* [WRITTEN EXERCISE]
Reproduce every item below word for word, omitting the pictures.

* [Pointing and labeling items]
— START —

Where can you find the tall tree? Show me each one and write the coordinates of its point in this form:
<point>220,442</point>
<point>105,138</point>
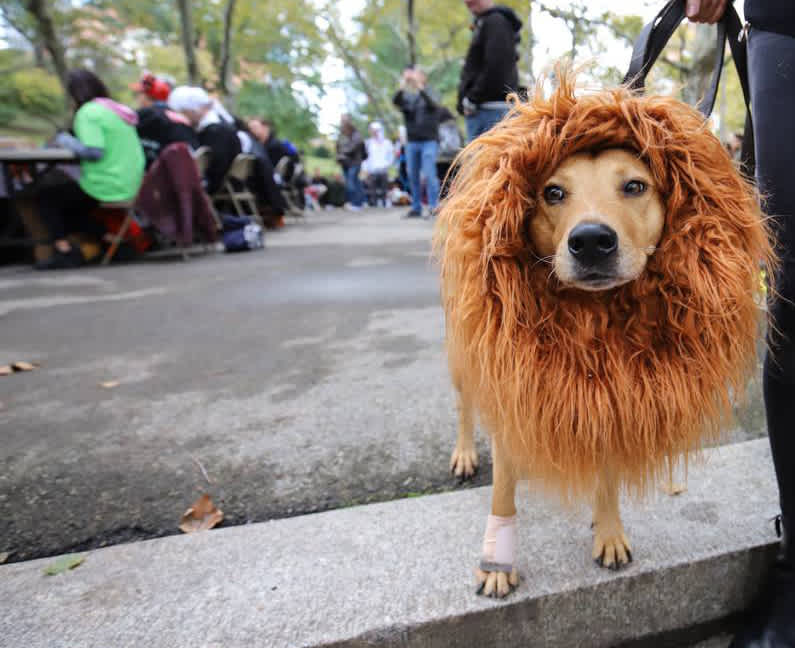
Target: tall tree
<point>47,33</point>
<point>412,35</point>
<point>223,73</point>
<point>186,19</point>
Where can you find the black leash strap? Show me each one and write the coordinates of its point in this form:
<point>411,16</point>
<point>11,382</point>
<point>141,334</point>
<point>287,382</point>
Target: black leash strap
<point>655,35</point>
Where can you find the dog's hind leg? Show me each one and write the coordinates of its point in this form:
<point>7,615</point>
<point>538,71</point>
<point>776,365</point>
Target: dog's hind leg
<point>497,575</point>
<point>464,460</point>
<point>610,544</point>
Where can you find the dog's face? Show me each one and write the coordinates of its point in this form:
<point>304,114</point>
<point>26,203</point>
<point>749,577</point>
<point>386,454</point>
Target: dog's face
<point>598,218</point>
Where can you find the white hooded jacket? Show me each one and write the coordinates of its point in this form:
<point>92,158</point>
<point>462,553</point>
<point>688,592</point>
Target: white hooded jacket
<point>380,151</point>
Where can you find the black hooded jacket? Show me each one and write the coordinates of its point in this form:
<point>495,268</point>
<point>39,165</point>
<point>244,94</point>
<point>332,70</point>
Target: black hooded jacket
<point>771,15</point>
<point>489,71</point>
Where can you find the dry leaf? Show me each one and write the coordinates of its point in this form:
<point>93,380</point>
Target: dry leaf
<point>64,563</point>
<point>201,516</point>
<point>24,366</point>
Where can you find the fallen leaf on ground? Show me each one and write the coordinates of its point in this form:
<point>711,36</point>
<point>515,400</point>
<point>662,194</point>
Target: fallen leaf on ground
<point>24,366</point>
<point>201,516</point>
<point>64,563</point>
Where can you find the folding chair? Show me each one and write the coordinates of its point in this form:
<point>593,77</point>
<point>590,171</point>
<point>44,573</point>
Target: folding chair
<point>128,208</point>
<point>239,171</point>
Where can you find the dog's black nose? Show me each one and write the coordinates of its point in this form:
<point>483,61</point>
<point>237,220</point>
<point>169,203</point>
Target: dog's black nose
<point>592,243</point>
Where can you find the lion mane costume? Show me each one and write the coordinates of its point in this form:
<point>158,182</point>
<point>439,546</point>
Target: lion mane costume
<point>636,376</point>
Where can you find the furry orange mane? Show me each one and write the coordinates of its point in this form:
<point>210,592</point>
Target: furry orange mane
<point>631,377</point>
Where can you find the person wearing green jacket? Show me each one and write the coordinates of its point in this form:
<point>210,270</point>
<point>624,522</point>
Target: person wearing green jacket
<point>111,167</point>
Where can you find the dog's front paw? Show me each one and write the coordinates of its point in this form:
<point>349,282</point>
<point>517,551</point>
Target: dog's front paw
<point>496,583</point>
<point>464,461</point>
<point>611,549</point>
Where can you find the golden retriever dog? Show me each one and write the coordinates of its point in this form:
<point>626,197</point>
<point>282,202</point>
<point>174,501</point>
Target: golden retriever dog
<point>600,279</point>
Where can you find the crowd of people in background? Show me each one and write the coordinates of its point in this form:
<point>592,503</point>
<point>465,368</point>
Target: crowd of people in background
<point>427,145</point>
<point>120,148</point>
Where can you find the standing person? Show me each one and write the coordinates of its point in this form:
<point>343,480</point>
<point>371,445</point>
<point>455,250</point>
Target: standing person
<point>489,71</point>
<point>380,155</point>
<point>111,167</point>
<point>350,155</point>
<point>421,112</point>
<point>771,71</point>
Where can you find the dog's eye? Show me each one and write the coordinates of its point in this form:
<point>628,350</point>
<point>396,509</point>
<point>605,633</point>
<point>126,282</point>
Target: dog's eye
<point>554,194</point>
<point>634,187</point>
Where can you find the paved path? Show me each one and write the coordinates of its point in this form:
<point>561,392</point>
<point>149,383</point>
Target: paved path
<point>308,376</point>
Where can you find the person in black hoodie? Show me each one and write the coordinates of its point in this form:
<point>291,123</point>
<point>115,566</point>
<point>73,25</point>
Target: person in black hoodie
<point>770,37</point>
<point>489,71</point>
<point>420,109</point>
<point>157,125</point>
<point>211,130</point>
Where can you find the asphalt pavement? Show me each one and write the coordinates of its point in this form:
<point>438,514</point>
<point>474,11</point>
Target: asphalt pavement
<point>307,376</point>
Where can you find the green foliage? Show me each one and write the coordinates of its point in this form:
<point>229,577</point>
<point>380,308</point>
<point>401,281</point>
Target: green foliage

— END —

* [WORKED ANSWER]
Where can you find the tall tree? Show me each one and write the coordinates of its point in this form:
<point>220,442</point>
<point>105,138</point>
Target: tall tree
<point>47,33</point>
<point>412,35</point>
<point>223,73</point>
<point>186,19</point>
Where can you find the black leash strap? Show me each one and write the coordinates of its point in this form:
<point>411,16</point>
<point>11,382</point>
<point>141,334</point>
<point>287,382</point>
Target: black leash strap
<point>655,35</point>
Where can you find the dog's hind leg? Show me each one and write the coordinates of its point in this form:
<point>7,615</point>
<point>538,71</point>
<point>776,365</point>
Target: dog's hind leg
<point>497,575</point>
<point>464,460</point>
<point>610,544</point>
Where can you find the dog's face? Show me each one and write the coordinates of its point in this form:
<point>304,114</point>
<point>26,203</point>
<point>749,577</point>
<point>386,454</point>
Target: dog's face
<point>598,218</point>
Where can you find the white hooded jacket? Show me each one and write the coordinates of its point in this form:
<point>92,158</point>
<point>462,553</point>
<point>688,592</point>
Target: white hooded jacket
<point>380,151</point>
Where can you find the black hooded jacket? Show me each one and write the coordinates of its point in this form:
<point>495,268</point>
<point>39,165</point>
<point>244,94</point>
<point>332,70</point>
Target: black hooded jacket
<point>771,15</point>
<point>489,71</point>
Where can you find the dry leaf? Show me each one and write the coordinates of its point in this form:
<point>93,380</point>
Target: dry leaf
<point>64,563</point>
<point>201,516</point>
<point>24,366</point>
Where can you find the fallen leaf on ground? Show me each one and write the coordinates of its point in this form:
<point>711,36</point>
<point>515,400</point>
<point>662,194</point>
Target: fallen leaf on ground
<point>24,366</point>
<point>201,516</point>
<point>64,563</point>
Where can you find the folding chair? Show me each one and write the coordinates of its point in this form:
<point>593,77</point>
<point>590,171</point>
<point>44,573</point>
Target: folding chair
<point>128,208</point>
<point>239,171</point>
Where can you find the dog's black nose? Show me each one and write the coordinates of its point in this form:
<point>483,61</point>
<point>237,220</point>
<point>169,203</point>
Target: dog's black nose
<point>592,243</point>
Where can you find the lion mane costume? Show me each one and write the coordinates of its point in this form:
<point>158,182</point>
<point>439,546</point>
Target: lion mane costume
<point>636,376</point>
Where can you find the furry orange mane? Show me each one and write the coordinates of its point in this form:
<point>210,592</point>
Target: furry orange mane
<point>631,377</point>
Where can you find the person wearing green jacket? Show me each one and write the coordinates of its point in this form:
<point>210,270</point>
<point>624,522</point>
Target: person wearing green jacket
<point>111,167</point>
Where can you find the dog's front paw? Show me each one and write the coordinates of its point in this form:
<point>349,282</point>
<point>517,551</point>
Target: dog's front paw
<point>496,583</point>
<point>464,461</point>
<point>611,549</point>
Where can you find the golden retriever dog? Show me each one and write the coordinates of its point in this form:
<point>626,197</point>
<point>282,202</point>
<point>174,501</point>
Target: golden retriever dog
<point>600,279</point>
Where can you find the crowd of people in background? Show me each one and write the coordinates of its point in this form:
<point>592,503</point>
<point>465,368</point>
Target: crowd of people in background
<point>427,145</point>
<point>120,148</point>
Where can you find the standing person? Show me each one and write the coordinates of its point in this form:
<point>343,480</point>
<point>371,445</point>
<point>455,250</point>
Target: standing person
<point>489,71</point>
<point>380,155</point>
<point>111,167</point>
<point>350,155</point>
<point>421,112</point>
<point>771,71</point>
Where can you find the dog's eye? Show me each one and write the coordinates of its point in this form:
<point>628,350</point>
<point>396,509</point>
<point>605,633</point>
<point>126,282</point>
Target: dog's eye
<point>554,194</point>
<point>634,187</point>
Where can you find the paved path? Show me each one and write the coordinates of its point in this form:
<point>561,392</point>
<point>149,383</point>
Target: paved path
<point>308,376</point>
Where can you find the person in black hoodie? Show me each one and write the coordinates of its point in this form:
<point>291,123</point>
<point>115,566</point>
<point>73,25</point>
Target: person in black hoodie
<point>770,37</point>
<point>489,71</point>
<point>420,109</point>
<point>157,125</point>
<point>211,130</point>
Where can you find the asphalt pavement? Show me each one and write the coordinates of its point in this form:
<point>438,514</point>
<point>474,11</point>
Target: asphalt pavement
<point>307,376</point>
Where can you find the green foliage? Show me each one and write the coordinates of its point in this form:
<point>229,577</point>
<point>380,308</point>
<point>401,281</point>
Target: green foliage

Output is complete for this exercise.